[READING TEXT — start]

Amorpha georgiana

Scientific classification
- Kingdom: Plantae
- Clade: Tracheophytes
- Clade: Angiosperms
- Clade: Eudicots
- Clade: Rosids
- Order: Fabales
- Family: Fabaceae
- Subfamily: Faboideae
- Genus: Amorpha
- Species: A. georgiana
- Binomial name: Amorpha georgiana Wilbur

= Amorpha georgiana =

- Genus: Amorpha
- Species: georgiana
- Authority: Wilbur

Species of plant

Amorpha georgiana, the Georgia false indigo, is a species of flowering plant in the family Fabaceae, native to southeastern North Carolina, South Carolina, and Georgia in the United States. A rare subshrub, it is found in the endangered longleaf pine ecosystem, and, like most species there, is fireadapted. Fire suppression is a major threat to A. georgiana.

== Current populations ==

There are fourteen known populations of A. georgiana that exist today. There are three in South Carolina, ten in North Carolina, and one in Georgia. The North Carolina populations have the strongest genetic diversity as there are more individuals and they are the least isolated from each other. The Georgia population is the smallest and most isolated of the three. This population is listed as critically imperiled.

[READING TEXT — finish]

▸ **ACTIVITIES**:
a: Retype the portion of the Amorpha georgiana article that begins at the words "There are fourteen" and stops after the words "as critically imperiled.".
b: Extend the Amorpha georgiana article with new text that picks up after its final sentence.
The data that follows is independent material and is not part of the Amorpha georgiana article.

[RECORD SET — start]

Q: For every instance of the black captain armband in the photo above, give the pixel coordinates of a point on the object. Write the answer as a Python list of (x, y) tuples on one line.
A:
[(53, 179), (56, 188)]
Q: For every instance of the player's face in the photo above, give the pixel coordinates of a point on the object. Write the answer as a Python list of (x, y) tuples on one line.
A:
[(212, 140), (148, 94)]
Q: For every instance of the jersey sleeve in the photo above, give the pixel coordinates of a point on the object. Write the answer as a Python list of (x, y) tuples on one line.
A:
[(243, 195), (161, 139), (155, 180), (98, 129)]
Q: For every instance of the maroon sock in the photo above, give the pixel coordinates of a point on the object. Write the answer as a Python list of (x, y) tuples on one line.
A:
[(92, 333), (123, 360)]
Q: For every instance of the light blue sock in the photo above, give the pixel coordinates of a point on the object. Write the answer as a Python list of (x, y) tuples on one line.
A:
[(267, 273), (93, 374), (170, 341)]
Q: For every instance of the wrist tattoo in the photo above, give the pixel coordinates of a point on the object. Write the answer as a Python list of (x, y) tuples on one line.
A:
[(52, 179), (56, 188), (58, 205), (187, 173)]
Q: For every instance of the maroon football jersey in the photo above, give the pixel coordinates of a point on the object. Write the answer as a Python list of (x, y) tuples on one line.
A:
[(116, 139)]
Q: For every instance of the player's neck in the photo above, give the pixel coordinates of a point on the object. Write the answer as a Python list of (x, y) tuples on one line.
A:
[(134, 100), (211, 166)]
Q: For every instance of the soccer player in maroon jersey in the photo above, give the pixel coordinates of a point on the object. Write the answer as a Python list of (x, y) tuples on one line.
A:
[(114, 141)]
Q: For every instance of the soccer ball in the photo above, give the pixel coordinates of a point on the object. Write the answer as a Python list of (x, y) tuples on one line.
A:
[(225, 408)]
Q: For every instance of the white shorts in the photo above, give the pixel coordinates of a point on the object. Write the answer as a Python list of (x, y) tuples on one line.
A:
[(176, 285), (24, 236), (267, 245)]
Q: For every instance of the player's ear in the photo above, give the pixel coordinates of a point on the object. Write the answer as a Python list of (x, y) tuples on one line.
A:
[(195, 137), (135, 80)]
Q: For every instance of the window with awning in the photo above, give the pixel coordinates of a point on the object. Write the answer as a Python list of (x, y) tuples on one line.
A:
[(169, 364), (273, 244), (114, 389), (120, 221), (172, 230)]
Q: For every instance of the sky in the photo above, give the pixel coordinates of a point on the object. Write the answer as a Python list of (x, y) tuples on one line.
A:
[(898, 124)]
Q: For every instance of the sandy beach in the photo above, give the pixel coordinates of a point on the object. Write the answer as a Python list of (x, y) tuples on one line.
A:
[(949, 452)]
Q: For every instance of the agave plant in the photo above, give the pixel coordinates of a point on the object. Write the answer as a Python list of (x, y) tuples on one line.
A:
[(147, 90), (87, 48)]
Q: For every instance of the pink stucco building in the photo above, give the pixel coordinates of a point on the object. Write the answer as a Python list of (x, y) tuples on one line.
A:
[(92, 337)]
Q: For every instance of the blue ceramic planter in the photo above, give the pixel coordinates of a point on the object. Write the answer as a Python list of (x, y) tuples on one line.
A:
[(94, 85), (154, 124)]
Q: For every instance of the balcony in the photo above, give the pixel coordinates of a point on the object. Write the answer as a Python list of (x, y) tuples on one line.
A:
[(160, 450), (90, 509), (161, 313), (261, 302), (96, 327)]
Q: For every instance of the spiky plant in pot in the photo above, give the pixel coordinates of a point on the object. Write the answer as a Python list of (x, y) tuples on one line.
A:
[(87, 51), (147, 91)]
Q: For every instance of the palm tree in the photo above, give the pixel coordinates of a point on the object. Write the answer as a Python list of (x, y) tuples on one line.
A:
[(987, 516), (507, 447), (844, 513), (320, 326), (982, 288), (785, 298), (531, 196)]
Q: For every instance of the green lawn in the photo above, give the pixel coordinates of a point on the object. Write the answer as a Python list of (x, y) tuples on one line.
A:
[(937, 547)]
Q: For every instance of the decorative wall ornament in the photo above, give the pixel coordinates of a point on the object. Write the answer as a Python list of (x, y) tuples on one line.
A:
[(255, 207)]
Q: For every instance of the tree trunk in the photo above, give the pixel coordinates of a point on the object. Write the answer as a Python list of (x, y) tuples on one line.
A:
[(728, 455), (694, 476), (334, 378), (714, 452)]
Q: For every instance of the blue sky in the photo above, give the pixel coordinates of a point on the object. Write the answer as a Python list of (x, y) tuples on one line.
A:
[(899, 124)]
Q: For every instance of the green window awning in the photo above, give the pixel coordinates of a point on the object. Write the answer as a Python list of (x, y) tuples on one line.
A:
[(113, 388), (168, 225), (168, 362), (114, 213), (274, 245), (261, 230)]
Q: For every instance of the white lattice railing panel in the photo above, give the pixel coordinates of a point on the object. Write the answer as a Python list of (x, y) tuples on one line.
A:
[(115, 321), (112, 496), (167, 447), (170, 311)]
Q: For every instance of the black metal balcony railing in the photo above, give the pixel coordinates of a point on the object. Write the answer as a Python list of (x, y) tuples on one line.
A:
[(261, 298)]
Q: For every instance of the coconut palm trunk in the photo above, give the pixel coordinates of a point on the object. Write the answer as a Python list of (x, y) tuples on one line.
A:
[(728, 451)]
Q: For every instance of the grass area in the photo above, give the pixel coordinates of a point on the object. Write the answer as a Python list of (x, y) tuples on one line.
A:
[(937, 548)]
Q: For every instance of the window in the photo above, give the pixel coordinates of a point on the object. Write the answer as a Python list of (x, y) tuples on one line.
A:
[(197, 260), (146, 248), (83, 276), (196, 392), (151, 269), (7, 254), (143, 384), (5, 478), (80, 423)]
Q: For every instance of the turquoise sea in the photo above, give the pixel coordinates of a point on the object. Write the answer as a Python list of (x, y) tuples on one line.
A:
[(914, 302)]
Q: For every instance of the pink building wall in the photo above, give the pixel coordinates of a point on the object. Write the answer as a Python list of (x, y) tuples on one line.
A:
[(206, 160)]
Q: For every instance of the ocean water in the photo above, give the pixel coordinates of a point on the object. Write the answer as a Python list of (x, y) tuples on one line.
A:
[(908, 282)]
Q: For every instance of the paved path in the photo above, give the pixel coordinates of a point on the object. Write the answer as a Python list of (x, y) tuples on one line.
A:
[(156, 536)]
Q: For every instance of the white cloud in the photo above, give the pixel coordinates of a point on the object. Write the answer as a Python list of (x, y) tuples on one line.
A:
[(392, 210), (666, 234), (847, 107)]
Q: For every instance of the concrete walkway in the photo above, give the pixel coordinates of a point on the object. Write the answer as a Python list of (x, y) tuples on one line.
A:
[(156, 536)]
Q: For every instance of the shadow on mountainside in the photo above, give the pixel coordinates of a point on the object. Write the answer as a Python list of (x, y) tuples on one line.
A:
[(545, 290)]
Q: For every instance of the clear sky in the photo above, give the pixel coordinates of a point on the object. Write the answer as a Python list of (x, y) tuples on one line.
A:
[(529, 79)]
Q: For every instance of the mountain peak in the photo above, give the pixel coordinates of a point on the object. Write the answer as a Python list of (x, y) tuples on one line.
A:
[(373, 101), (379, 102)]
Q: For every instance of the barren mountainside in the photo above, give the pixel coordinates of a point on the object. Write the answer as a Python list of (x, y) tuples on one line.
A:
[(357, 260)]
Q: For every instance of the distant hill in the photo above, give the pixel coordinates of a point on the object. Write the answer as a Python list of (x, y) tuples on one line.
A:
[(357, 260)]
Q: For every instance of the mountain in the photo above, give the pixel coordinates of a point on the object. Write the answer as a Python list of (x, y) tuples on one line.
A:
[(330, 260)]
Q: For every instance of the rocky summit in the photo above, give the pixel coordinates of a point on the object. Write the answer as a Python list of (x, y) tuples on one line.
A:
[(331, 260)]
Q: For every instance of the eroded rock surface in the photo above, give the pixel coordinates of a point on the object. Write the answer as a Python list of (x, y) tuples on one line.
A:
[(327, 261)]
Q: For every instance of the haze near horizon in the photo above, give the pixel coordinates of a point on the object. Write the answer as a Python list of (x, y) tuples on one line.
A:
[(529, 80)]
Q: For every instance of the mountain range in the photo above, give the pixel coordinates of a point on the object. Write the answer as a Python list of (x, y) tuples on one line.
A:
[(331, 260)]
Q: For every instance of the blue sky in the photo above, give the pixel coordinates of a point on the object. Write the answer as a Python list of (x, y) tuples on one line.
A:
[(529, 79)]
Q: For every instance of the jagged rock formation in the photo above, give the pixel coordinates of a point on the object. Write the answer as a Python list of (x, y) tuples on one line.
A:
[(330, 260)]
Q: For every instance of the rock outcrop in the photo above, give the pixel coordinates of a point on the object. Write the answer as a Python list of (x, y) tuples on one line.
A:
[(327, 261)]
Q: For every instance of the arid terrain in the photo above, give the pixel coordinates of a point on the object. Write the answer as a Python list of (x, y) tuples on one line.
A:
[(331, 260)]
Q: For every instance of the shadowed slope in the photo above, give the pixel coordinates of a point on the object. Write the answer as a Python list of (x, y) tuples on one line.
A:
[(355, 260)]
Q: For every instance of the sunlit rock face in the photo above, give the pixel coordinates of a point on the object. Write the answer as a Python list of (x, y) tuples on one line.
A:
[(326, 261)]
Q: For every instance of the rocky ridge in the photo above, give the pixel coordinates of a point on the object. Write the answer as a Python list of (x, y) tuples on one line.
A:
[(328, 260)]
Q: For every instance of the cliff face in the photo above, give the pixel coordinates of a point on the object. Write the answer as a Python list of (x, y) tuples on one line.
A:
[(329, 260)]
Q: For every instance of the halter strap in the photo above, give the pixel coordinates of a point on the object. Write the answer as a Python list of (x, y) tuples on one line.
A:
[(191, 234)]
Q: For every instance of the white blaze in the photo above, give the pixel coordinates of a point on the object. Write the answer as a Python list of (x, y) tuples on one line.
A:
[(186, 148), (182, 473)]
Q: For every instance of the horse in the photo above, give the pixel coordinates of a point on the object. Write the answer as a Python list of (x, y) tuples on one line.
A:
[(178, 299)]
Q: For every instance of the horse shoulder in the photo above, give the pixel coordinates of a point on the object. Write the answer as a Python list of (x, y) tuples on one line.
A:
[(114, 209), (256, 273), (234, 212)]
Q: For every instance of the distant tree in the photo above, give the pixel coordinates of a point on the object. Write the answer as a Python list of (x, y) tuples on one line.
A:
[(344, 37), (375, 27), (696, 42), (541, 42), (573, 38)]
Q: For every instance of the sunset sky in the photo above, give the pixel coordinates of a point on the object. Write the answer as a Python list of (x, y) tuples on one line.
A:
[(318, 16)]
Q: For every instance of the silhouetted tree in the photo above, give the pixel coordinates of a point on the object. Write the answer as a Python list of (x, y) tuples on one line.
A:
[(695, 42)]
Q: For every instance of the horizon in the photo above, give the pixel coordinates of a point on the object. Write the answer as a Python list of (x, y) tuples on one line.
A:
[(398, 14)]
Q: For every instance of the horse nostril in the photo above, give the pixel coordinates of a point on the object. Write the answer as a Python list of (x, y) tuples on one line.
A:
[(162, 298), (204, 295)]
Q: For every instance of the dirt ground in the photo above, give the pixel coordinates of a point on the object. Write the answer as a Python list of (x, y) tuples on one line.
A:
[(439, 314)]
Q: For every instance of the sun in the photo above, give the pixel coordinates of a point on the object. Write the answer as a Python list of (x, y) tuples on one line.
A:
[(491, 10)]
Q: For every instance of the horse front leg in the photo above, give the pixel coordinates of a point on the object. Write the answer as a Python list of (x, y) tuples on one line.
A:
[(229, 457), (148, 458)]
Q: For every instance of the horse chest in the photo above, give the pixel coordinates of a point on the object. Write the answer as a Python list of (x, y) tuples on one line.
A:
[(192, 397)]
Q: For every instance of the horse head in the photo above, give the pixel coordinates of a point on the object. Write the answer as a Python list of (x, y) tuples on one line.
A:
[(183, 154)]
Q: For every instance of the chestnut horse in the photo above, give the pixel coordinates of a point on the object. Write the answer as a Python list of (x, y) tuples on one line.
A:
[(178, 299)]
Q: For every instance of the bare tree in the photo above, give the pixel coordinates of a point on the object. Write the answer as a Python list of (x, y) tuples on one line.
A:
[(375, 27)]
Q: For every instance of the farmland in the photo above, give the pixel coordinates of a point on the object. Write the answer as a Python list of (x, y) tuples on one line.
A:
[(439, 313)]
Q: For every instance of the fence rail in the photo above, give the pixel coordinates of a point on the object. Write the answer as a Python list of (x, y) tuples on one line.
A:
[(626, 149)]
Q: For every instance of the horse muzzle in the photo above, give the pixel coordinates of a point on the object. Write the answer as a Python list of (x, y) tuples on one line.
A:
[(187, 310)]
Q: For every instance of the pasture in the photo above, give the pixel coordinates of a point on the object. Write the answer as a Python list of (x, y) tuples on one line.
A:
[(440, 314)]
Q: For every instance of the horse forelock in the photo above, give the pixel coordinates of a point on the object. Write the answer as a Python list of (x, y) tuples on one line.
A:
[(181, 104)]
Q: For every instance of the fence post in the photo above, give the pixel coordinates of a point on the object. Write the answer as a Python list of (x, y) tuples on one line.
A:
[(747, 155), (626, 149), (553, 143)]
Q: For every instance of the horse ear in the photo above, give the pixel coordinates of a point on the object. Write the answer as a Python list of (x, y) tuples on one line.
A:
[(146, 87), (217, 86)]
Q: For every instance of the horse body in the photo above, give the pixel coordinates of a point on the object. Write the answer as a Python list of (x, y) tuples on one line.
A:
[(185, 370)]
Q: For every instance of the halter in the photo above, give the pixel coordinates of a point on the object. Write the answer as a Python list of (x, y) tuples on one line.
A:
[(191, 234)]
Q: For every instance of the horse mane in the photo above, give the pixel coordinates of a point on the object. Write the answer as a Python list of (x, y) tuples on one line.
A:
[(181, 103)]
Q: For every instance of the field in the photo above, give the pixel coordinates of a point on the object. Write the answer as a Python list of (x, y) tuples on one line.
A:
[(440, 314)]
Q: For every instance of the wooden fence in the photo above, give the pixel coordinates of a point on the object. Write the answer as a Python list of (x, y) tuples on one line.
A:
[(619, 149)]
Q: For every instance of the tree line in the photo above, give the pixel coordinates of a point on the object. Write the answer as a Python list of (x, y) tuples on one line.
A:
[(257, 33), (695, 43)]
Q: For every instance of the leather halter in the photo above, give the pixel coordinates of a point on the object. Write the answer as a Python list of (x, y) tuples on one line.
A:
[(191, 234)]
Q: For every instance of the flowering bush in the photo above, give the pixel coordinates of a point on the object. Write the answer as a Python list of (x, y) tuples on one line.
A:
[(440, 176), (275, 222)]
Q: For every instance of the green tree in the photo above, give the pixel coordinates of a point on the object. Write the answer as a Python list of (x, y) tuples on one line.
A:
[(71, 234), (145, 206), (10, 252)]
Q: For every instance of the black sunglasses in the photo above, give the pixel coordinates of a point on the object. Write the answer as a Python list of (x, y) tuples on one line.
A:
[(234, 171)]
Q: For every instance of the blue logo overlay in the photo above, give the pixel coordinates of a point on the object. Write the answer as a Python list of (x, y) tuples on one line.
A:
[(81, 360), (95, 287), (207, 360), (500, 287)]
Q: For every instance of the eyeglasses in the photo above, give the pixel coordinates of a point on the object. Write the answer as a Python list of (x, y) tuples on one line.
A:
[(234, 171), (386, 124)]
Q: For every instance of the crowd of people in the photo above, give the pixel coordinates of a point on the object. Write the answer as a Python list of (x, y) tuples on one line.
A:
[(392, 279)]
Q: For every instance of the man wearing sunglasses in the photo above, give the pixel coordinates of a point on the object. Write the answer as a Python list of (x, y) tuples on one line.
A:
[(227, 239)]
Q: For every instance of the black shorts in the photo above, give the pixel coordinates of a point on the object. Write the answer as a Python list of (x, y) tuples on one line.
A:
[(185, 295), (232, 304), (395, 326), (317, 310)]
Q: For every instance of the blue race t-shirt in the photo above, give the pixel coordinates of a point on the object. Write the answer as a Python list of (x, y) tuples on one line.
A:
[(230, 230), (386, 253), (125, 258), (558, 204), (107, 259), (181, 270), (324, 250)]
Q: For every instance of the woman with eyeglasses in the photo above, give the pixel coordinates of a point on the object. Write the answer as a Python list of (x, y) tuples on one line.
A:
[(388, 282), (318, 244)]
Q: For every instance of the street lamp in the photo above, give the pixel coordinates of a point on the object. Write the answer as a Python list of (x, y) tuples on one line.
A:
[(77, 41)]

[RECORD SET — finish]

▸ **EXPECTED RESPONSES**:
a:
There are fourteen known populations of A. georgiana that exist today. There are three in South Carolina, ten in North Carolina, and one in Georgia. The North Carolina populations have the strongest genetic diversity as there are more individuals and they are the least isolated from each other. The Georgia population is the smallest and most isolated of the three. This population is listed as critically imperiled.

b:
== Threats ==

Habitat degradation, fire suppression, and urbanization are all threats to existing Amorpha georgiana populations. Because the seeds and pods require temperatures over 80 °C to release from dormancy, fire suppression can reduce the probability of germination, reducing reproduction rates. When exposed to temperatures mimicking fire conditions, there is a 3.5 times higher probability of germination. Recent research found that A. georgiana is an obligate pyrogenic dormancy release species.

== Conservation strategies ==

Prescribed burning of sites containing A. georgiana during the growing season is recommended. Typically, prescribed burning is done during the dormant season, but recent research suggests that growing season fires are more effective at releasing A. georgiana seeds from dormancy as it is fires historically occurred during the growing season. For best results, fire should only occur every two to three years as germination occurs between one and two years after a fire.

Fire regimes have been shown to be effective at restoring longleaf pine savannahs. In Georgia, significant habitat loss has occurred due to conversion of long leaf pine ecosystems into pine plantations. Conservation of existing long leaf pine ecosystems is a key factor in the conservation of this species.

Hybridization with closely related species, such as Amorpha herbacea and Amorpha confusa are being researched as avenues of genetic conservation.